### What needs to be done
Print the stretch of the listing from its very first line through the line containing "pixel 115 4", both included, copying each line unchanged. Leave the pictures out of your answer.

### Provided data

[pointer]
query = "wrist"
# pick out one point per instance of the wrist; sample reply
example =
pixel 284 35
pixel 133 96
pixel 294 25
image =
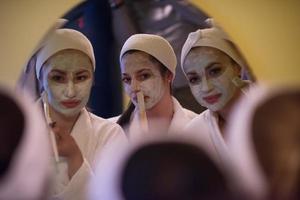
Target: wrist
pixel 115 4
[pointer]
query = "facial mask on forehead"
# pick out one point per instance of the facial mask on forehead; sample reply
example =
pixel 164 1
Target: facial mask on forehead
pixel 71 95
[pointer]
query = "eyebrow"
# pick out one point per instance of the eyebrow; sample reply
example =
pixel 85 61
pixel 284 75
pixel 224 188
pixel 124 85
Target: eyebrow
pixel 58 71
pixel 82 71
pixel 210 65
pixel 143 70
pixel 192 73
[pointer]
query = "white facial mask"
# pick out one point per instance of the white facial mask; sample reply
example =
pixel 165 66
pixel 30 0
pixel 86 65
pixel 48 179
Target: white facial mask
pixel 144 75
pixel 67 80
pixel 210 73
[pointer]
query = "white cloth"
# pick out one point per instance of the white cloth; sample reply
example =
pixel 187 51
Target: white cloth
pixel 205 129
pixel 29 170
pixel 62 39
pixel 94 137
pixel 180 118
pixel 155 45
pixel 212 37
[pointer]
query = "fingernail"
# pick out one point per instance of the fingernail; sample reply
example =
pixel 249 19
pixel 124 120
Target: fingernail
pixel 52 125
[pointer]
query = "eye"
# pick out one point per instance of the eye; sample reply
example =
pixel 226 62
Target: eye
pixel 126 80
pixel 194 79
pixel 215 71
pixel 144 76
pixel 81 78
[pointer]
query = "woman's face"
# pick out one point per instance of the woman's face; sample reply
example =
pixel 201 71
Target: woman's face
pixel 67 79
pixel 140 73
pixel 210 73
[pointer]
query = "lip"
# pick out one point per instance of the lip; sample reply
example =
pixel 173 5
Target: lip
pixel 134 98
pixel 70 104
pixel 212 99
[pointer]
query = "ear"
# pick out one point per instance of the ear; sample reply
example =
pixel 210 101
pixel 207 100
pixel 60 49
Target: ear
pixel 169 76
pixel 237 69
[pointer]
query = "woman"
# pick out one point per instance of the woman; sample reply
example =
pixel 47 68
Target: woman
pixel 65 67
pixel 148 65
pixel 212 66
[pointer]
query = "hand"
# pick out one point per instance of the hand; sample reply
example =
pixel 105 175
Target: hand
pixel 67 147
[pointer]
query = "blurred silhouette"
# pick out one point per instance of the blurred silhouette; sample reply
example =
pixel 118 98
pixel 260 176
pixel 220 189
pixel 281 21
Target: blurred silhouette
pixel 24 149
pixel 266 144
pixel 172 171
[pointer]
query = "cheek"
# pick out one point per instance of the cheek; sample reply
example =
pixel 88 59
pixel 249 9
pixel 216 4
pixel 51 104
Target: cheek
pixel 84 89
pixel 55 90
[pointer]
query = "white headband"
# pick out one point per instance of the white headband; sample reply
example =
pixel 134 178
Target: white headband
pixel 63 39
pixel 155 45
pixel 211 37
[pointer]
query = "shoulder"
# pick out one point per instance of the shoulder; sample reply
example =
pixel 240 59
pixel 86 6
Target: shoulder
pixel 200 121
pixel 105 126
pixel 180 109
pixel 190 114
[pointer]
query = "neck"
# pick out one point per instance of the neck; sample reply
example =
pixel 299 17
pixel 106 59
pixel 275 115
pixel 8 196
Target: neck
pixel 163 109
pixel 225 112
pixel 65 123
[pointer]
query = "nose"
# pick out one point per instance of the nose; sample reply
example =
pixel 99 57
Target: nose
pixel 70 90
pixel 135 86
pixel 206 85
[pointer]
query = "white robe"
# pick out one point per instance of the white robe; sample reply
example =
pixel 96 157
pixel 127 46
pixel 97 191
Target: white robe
pixel 94 136
pixel 205 130
pixel 180 119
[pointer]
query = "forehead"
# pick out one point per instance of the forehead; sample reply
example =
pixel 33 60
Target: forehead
pixel 207 53
pixel 201 57
pixel 70 59
pixel 137 60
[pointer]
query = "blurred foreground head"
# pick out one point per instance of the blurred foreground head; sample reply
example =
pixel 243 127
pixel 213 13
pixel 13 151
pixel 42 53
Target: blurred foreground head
pixel 171 171
pixel 266 143
pixel 24 148
pixel 160 169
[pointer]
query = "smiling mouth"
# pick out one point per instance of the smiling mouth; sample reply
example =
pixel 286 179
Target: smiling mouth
pixel 70 104
pixel 212 99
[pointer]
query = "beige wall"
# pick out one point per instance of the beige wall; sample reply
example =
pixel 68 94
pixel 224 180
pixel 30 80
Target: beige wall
pixel 23 23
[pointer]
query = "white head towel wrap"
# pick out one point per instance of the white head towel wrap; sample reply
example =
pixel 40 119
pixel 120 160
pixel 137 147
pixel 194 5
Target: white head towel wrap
pixel 211 37
pixel 155 45
pixel 29 169
pixel 63 39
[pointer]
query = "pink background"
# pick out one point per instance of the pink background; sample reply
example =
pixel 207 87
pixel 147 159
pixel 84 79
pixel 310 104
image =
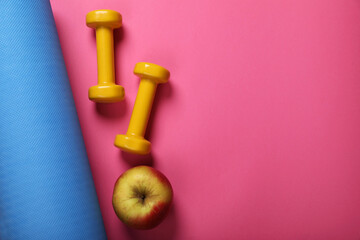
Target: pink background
pixel 258 129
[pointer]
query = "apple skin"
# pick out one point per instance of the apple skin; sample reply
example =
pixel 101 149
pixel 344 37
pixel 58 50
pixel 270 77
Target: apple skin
pixel 142 197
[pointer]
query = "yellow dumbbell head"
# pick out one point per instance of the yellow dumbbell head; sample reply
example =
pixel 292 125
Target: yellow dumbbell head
pixel 106 93
pixel 103 18
pixel 152 71
pixel 133 144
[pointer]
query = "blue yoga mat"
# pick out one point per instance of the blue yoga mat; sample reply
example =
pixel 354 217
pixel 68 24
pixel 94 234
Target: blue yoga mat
pixel 46 186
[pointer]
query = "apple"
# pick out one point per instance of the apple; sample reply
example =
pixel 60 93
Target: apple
pixel 142 197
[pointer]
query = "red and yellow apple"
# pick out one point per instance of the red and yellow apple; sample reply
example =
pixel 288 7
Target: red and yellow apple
pixel 142 197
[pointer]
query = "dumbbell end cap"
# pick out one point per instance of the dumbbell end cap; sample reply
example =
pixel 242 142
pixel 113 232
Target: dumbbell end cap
pixel 133 144
pixel 152 71
pixel 106 93
pixel 103 18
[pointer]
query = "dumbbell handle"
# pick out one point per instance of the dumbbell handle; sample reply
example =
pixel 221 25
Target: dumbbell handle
pixel 105 55
pixel 142 108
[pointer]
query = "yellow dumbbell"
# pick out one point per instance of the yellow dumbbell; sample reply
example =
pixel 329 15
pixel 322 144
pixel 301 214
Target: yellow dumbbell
pixel 151 75
pixel 104 21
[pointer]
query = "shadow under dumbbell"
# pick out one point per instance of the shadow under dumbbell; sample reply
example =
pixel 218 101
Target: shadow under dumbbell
pixel 112 110
pixel 134 160
pixel 163 92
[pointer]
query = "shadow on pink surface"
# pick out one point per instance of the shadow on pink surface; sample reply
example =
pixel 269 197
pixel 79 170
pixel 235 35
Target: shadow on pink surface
pixel 112 110
pixel 134 160
pixel 163 93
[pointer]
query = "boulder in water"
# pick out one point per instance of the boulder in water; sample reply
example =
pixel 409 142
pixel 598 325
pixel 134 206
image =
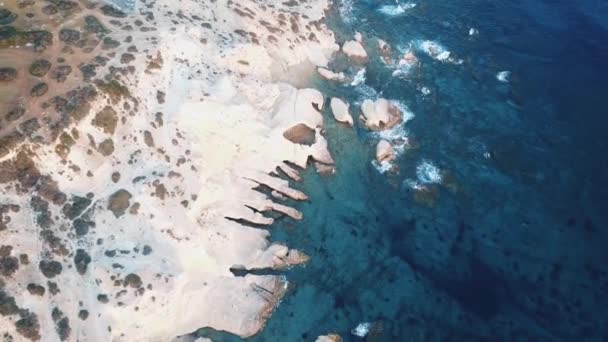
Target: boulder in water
pixel 380 114
pixel 340 110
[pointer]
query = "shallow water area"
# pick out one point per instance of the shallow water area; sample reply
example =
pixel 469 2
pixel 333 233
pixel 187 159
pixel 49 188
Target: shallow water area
pixel 507 240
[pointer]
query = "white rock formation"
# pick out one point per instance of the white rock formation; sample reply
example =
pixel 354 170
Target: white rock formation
pixel 355 51
pixel 329 338
pixel 384 151
pixel 340 110
pixel 380 114
pixel 159 262
pixel 330 75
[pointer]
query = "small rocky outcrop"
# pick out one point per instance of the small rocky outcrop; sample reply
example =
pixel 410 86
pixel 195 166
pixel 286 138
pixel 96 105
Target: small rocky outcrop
pixel 106 147
pixel 106 119
pixel 69 36
pixel 384 151
pixel 380 114
pixel 301 134
pixel 40 67
pixel 50 268
pixel 39 89
pixel 8 74
pixel 119 202
pixel 6 16
pixel 355 52
pixel 112 11
pixel 340 111
pixel 82 260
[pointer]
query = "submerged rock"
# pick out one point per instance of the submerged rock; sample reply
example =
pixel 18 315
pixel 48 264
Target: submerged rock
pixel 380 114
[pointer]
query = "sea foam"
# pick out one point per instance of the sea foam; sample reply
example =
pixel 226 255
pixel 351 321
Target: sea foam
pixel 428 173
pixel 395 10
pixel 437 52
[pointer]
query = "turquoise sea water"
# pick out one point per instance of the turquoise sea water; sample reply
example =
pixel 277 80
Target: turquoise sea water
pixel 512 245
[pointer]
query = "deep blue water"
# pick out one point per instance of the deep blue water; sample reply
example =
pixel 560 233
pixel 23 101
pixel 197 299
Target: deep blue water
pixel 514 246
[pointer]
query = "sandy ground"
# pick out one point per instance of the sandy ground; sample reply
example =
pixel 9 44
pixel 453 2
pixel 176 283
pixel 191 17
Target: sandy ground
pixel 169 188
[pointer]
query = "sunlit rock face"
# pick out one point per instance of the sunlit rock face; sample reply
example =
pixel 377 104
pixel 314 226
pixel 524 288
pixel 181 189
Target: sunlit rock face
pixel 137 150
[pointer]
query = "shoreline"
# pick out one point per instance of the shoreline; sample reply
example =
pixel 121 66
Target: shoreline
pixel 151 189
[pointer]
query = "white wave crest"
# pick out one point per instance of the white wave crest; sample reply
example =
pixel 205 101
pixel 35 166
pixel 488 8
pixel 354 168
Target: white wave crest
pixel 503 76
pixel 428 173
pixel 395 10
pixel 361 330
pixel 346 10
pixel 382 167
pixel 437 52
pixel 359 78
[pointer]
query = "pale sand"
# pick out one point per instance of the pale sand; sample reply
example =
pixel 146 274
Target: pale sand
pixel 224 117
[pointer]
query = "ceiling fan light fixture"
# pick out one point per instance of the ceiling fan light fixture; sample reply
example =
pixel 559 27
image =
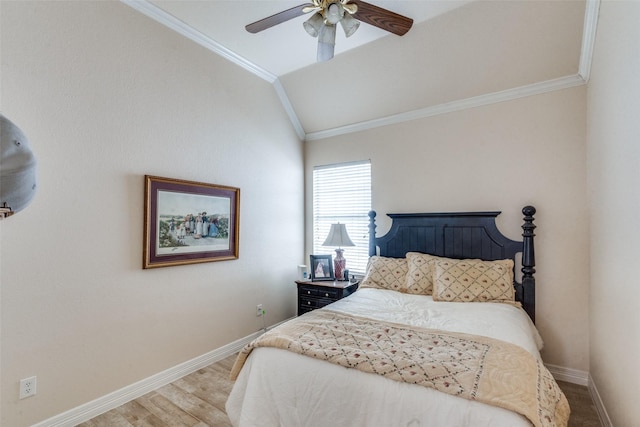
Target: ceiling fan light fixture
pixel 314 24
pixel 349 24
pixel 326 43
pixel 334 13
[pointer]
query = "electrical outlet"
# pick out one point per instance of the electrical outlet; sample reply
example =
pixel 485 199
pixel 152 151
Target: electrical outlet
pixel 27 387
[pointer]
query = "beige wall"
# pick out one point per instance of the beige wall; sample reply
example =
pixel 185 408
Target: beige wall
pixel 106 96
pixel 614 182
pixel 498 157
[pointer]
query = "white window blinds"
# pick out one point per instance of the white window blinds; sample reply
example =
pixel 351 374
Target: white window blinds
pixel 342 193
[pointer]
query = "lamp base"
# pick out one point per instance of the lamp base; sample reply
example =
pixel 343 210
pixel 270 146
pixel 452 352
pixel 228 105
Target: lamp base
pixel 339 264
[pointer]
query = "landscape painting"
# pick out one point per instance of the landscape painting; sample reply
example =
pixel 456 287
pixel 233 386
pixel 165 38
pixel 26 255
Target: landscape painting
pixel 189 222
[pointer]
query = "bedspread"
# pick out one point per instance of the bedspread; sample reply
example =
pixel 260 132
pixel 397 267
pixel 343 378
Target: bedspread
pixel 468 366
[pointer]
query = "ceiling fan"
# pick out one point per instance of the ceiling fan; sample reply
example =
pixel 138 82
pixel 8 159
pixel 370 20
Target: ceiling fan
pixel 328 13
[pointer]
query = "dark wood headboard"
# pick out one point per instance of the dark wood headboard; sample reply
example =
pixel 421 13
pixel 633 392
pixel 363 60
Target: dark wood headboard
pixel 461 235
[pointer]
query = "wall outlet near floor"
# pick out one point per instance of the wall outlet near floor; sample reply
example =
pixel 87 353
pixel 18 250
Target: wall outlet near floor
pixel 27 387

### Right answer
[pointer]
query = "wrist"
# pick out one point per instance of the wrist; sample reply
example =
pixel 284 35
pixel 133 96
pixel 294 25
image =
Target: wrist
pixel 115 4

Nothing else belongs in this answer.